Check your understanding
1. In the article about Prohibition Pastries, what is the street address of the second location?
2. Extend the article about Prohibition Pastries past its final sentence.

A global pandemic didn’t stop Eliza Bowman from opening a second Prohibition Pastries location.

Last February, after signing the lease for the spot at 6168 Centre Ave. in East Liberty, Bowman had to put her expansion plans on hold and figure out a different way to sell her sweet and savory pies, cakes, cookies and bread made with boozy ingredients. (Alcohol is burned off during the baking process, leaving behind only flavor that both adults and children can enjoy.)

“Many of the accounts I had gotten are businesses that are now closed for good, foot traffic disappeared and I went to an entirely online pre-order system with curbside pickup,” Bowman says. “I had to furlough my staff and, in many ways, it was like going back to square one — running the business by myself, working long and hard to make sure that we weren’t forgotten and that orders were still coming in.”

Photo courtesy of Prohibition Pastries.

And while her original site at 7105 Reynolds Street in Point Breeze is temporarily shuttered, she’s busy cranking out goodies such as winter ale pecan and rum coconut pies in the new 1,100-square-foot space. A bigger kitchen means she can produce more wholesale treats and, once Covid restrictions are lifted, allow customers to sit inside the café and on the outdoor terrace.

All the staples are available: hand pies, pot pies, scones, sticky buns, muffins and brioche doughnuts — and she’s ramping up production of cookies and cupcakes.

Bowman is expanding the bread program to include sourdough, baguette and poolish, a fermentation starter that enhances the bread’s flavor and gives it a chewy texture. Traditional Scottish sausage rolls also also make their menu debut soon, along with Irish shortbread and Scottish oatcakes.

Since the business started in 2017, Bowman has been concocting recipes that call for Wigle Whiskey, Bluecoat American Dry Gin and Maggie’s Farm Rum. With many new breweries and distilleries popping up throughout Pittsburgh, she’s trying to cement new partnerships and add unique flavors to her food.

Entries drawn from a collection
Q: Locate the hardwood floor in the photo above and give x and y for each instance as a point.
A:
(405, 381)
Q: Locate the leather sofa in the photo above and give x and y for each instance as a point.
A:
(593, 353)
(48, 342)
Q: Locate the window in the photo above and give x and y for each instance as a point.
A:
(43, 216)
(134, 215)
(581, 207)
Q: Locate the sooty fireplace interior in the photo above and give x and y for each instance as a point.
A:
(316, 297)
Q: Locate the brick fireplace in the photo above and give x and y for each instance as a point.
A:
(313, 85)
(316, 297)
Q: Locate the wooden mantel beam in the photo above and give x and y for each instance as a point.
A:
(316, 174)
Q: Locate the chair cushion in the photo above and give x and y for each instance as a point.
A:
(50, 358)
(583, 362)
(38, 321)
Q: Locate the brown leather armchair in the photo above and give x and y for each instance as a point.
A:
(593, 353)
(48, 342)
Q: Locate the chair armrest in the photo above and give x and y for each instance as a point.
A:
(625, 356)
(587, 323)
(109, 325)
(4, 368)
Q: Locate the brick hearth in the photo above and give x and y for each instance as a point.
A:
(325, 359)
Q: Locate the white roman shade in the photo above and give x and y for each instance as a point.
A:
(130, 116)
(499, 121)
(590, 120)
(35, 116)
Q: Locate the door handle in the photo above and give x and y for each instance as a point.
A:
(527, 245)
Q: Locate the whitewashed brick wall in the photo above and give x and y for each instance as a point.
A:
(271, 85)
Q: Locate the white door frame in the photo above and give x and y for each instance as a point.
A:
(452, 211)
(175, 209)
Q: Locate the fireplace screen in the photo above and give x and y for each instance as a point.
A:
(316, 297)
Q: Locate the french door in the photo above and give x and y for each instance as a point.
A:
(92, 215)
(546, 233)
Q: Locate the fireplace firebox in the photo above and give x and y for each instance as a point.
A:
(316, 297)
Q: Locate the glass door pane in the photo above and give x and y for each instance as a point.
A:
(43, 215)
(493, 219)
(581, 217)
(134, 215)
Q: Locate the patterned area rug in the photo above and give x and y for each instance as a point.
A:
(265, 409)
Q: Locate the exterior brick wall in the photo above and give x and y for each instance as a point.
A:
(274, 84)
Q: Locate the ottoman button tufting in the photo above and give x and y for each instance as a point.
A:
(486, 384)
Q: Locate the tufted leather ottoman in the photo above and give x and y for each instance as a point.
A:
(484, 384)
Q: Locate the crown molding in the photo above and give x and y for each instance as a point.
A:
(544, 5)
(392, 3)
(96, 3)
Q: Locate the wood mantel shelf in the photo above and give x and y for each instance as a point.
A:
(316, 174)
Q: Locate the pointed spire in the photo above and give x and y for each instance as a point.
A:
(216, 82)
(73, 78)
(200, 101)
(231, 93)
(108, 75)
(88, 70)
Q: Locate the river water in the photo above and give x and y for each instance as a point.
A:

Task-by-task results
1. 6168 Centre Ave. in East Liberty

2.
In the meantime, she’s reaching out to frontline workers to give them a sweet boost during long shifts. Through the Pay It Forward campaign, customers can make a donation of $25 (about 20 pastries) to $500 (about 300 pastries), which will then be delivered on a rotating basis to East Liberty Family Health Care Center, East Liberty Men’s Shelter, UPMC Shadyside, Village at Pennwood Senior Living and UPMC Magee-Womens Hospital.

“The Pay It Forward program helps everyone: I can still take the money for products I am making, and we can give it to those who are doing the hardest job right now,” Bowman says.

Photo courtesy of Prohibition Pastries.

Folks also can join Prohibition Pastries’ Pie Club, a monthly subscription service, and order an East End Survival Kit consisting of fresh products from Bowman’s business and four other food and beverage makers in the East End: Barmy Soda, Commonplace Coffee, East End Brewing and Black Radish Kitchen. Keep the goods or give them as gifts.

As the company grows and adapts, Bowman is even considering applying for a liquor license so she can serve local beer and spirits with her alcohol-infused treats. But she isn’t ready to take that shot just yet.

“I think first I need to make sure this business sees it through the pandemic,” she says. “But then, you never know, cocktails and cupcakes anyone?”